-- Begin Raw records --

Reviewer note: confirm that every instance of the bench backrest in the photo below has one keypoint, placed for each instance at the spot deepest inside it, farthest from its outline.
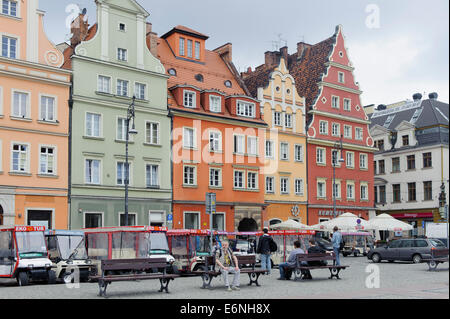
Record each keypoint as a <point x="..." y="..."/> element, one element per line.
<point x="134" y="264"/>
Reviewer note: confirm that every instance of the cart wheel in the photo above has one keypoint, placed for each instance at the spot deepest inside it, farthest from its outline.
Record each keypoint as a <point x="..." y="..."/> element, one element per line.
<point x="22" y="279"/>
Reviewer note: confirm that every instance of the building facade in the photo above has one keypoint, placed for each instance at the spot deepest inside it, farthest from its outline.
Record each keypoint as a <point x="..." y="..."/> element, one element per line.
<point x="111" y="64"/>
<point x="34" y="126"/>
<point x="217" y="137"/>
<point x="283" y="110"/>
<point x="411" y="162"/>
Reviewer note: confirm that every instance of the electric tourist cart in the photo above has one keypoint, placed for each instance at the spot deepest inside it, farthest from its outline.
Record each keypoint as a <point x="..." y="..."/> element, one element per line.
<point x="24" y="255"/>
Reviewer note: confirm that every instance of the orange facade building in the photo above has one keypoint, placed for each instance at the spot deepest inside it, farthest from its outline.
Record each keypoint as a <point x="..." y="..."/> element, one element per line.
<point x="217" y="135"/>
<point x="34" y="122"/>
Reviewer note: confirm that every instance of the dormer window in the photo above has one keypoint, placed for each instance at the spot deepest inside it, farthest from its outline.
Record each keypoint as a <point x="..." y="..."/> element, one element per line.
<point x="189" y="99"/>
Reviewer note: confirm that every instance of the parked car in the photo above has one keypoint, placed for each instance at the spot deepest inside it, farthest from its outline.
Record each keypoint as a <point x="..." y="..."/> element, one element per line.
<point x="408" y="249"/>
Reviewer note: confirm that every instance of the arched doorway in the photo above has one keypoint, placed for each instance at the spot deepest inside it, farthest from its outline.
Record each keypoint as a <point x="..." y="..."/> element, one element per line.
<point x="248" y="224"/>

-- End Raw records --

= Request =
Write out again every line from the one containing "Reviewer note: confirm that every instance of the dormer" through the end of the records, request lines included. Shift each x and y coordinate in the answers up by 77.

= Response to the task =
Reviewer note: confirm that every instance of the dormer window in the photo above has one keypoint, placed for each instance at the spot deepest inside it, farthest from its outline.
Record each keypoint as a <point x="..." y="..."/> element, one element per line.
<point x="266" y="176"/>
Reviewer note: confirm that every instance of the parked car in the photo above has one keypoint, placed for each instance at the spot deepest inside it, farthest from its outline.
Record each keypoint as a <point x="..." y="..."/> element, one element per line.
<point x="485" y="326"/>
Reviewer note: confirm that every instance of the arched doorway in the photo above has one keypoint, placed for each instance at the spot deepest inside it, farthest from its outline.
Record each keypoint as a <point x="..." y="..."/> element, one element per line.
<point x="325" y="301"/>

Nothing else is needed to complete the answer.